Énoncé: Dans le texte sur le hanami, recopiez tout ce qui va de "Ohanami est une" jusqu'à "de sake japonais.", et remplacez "bâches bleues" par "nattes rouges".

Extrait source:
☆ ☆ ☆ ☆ ☆ ☆ ☆

Durant les émissions de météo à la télévision, la progression de l’éclosion est représentée. Cette ligne de front ( 桜前線, sakurazensen) permet de connaître le moment où les cerisiers éclosent. Elle part de Okinawa (au sud) et remonte jusqu’à Hokkaido en l’espace d’un mois.
À Kyôto, dans la région de Sagano, nommée en l’honneur de l’empereur fondateur de la tradition, on peut voir plusieurs centaines de sakura à Arashiyama et plusieurs milliers de Japonais s’adonnant aux hanami.
Ohanami est une grande excuse pour faire la fête. Des groupes de travailleurs (connu aussi sous le nom de salarymen) ou d’amis se rassemblent aux premières heures de la soirée après le travail ou durant le week-end sur de larges bâches bleues sous des bosquets de cerisiers et boivent des quantités incroyable de bière et de sake japonais.
Des aliments de saison variés sont aussi consommés, incluant les dango, des petites boules de riz trempées dans de la sauce en brochette. Lorsque l’atmosphère est relâchée et que la fête bat son plein, il y a parfois l’opportunité de se lacher un peu et de chanter sur des machines karaoke portables. Le bruit exubérant des groupes de fêtards avoisinants chantants des chansons différentes, saoûlé par l’alcool, avec pour seul thème d’apprécier les fleurs au-dessus font de cette expérience quelque chose d’inoubliable.
Des employés aux collégiens, tout le monde s’adonne aux 花見 (Hanami). Il s’agit principalement de pique-niquer sous les cerisiers en fleurs. Certains endroits réputés nécessitent de réserver sa place à l’avance : 場所取り (BaShoTori). Dans le cas des 花見 (HanaMi) de sociétés, il s’agit d’une tâche qui incombe aux nouvelles recrues. Ah, qu’il est dommage que la floraison soit si éphémère. Vivement le printemps prochain !

☆ ☆ ☆ ☆ ☆ ☆ ☆

[Extrait du jeu de données]
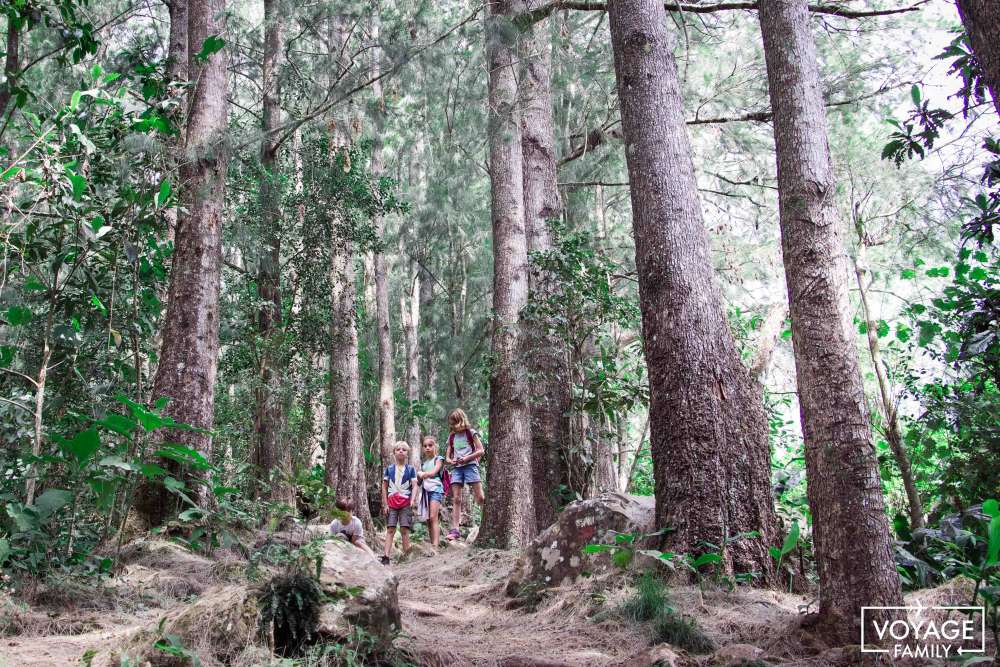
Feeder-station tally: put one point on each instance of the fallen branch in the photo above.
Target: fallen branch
(832, 10)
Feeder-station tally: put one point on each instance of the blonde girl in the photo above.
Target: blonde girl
(465, 448)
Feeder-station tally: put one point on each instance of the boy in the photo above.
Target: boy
(352, 530)
(399, 497)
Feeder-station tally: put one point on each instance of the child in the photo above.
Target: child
(399, 497)
(352, 531)
(432, 488)
(464, 451)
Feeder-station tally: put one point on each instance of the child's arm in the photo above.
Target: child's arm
(477, 449)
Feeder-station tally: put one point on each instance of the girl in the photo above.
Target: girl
(432, 488)
(464, 451)
(399, 497)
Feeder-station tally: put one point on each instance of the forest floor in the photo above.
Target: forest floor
(454, 612)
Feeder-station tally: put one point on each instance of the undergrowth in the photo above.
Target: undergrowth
(650, 606)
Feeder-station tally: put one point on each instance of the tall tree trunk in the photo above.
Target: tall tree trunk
(770, 332)
(850, 529)
(893, 435)
(711, 460)
(189, 355)
(386, 399)
(546, 353)
(981, 19)
(177, 48)
(353, 479)
(11, 65)
(271, 456)
(409, 309)
(509, 516)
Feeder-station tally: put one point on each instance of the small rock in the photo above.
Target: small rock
(557, 553)
(661, 655)
(736, 654)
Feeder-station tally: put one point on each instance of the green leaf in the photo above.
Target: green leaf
(78, 182)
(183, 454)
(993, 542)
(991, 508)
(18, 315)
(52, 500)
(164, 195)
(118, 462)
(622, 558)
(706, 559)
(84, 445)
(151, 471)
(118, 423)
(212, 44)
(598, 548)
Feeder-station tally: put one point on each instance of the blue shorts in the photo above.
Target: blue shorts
(467, 474)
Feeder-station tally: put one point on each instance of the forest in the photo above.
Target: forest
(662, 333)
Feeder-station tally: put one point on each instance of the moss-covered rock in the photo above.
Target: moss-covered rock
(557, 555)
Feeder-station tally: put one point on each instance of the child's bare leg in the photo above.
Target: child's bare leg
(435, 524)
(390, 534)
(477, 493)
(456, 506)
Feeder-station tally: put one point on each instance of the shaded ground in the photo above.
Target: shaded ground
(454, 613)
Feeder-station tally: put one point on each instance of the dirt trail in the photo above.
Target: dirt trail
(455, 612)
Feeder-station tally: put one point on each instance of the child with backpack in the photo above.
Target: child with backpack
(464, 451)
(399, 497)
(433, 479)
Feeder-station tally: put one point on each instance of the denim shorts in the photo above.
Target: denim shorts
(402, 518)
(467, 474)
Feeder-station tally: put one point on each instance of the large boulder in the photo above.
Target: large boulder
(364, 594)
(556, 555)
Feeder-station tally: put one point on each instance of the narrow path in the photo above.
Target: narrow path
(455, 612)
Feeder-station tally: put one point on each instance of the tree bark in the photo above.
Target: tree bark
(981, 19)
(508, 516)
(546, 352)
(345, 424)
(386, 399)
(711, 459)
(409, 310)
(770, 331)
(270, 456)
(893, 435)
(850, 529)
(11, 65)
(189, 355)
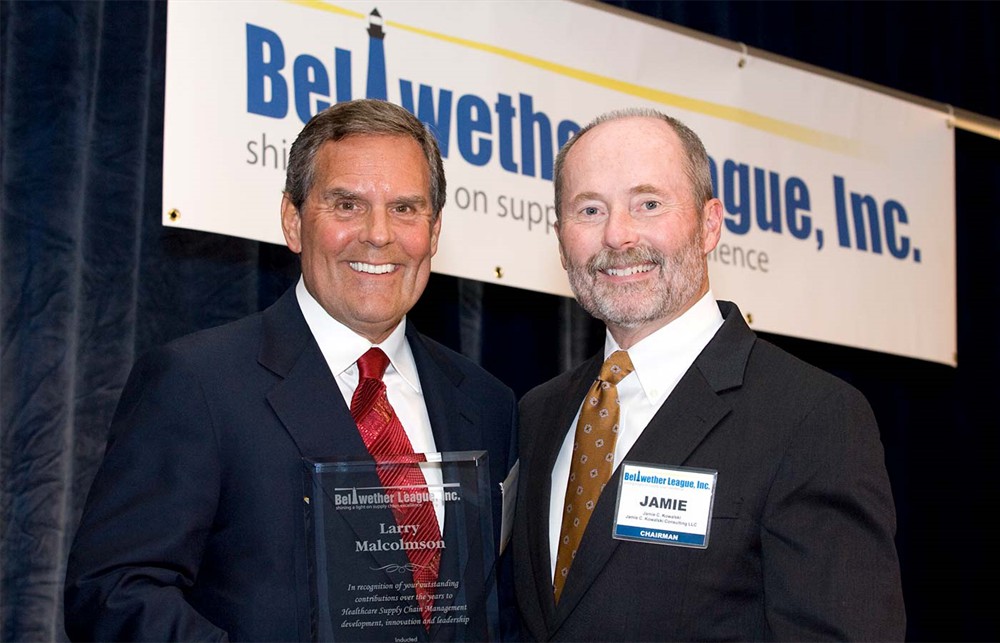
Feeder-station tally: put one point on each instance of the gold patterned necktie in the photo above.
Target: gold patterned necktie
(593, 460)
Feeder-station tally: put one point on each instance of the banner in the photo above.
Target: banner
(840, 216)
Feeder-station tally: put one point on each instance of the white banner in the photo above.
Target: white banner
(840, 201)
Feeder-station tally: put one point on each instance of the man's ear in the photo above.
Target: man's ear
(711, 225)
(291, 224)
(435, 233)
(562, 255)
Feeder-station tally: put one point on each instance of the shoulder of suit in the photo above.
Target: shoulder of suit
(784, 373)
(558, 386)
(473, 374)
(212, 348)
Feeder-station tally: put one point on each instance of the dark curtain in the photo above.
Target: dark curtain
(90, 279)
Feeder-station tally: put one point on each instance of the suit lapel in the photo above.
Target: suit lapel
(309, 403)
(688, 415)
(456, 425)
(556, 420)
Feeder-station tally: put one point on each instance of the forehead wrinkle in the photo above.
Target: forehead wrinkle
(338, 193)
(415, 200)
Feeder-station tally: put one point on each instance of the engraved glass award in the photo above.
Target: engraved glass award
(369, 554)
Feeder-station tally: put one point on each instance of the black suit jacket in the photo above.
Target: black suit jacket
(801, 541)
(194, 527)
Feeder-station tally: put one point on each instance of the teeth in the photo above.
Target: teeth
(631, 270)
(372, 269)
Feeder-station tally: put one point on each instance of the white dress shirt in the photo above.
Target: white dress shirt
(660, 360)
(341, 347)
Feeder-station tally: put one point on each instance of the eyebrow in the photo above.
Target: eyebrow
(415, 201)
(638, 189)
(645, 187)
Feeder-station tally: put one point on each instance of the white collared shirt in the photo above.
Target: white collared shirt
(660, 360)
(341, 348)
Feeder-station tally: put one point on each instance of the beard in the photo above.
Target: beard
(630, 305)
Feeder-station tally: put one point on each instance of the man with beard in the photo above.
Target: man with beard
(691, 481)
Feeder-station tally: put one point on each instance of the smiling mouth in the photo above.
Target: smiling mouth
(629, 270)
(371, 268)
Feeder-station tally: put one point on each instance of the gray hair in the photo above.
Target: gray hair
(696, 168)
(362, 117)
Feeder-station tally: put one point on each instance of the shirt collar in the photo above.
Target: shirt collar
(664, 356)
(341, 346)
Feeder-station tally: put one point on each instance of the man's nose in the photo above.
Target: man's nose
(621, 230)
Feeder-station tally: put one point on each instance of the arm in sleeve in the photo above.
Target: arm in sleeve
(148, 515)
(829, 560)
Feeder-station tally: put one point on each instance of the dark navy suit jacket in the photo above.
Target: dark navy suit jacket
(801, 538)
(194, 527)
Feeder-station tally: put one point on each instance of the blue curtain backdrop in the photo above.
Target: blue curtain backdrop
(90, 279)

☆ ☆ ☆ ☆ ☆ ☆ ☆

Résultat:
Ohanami est une grande excuse pour faire la fête. Des groupes de travailleurs (connu aussi sous le nom de salarymen) ou d’amis se rassemblent aux premières heures de la soirée après le travail ou durant le week-end sur de larges nattes rouges sous des bosquets de cerisiers et boivent des quantités incroyable de bière et de sake japonais.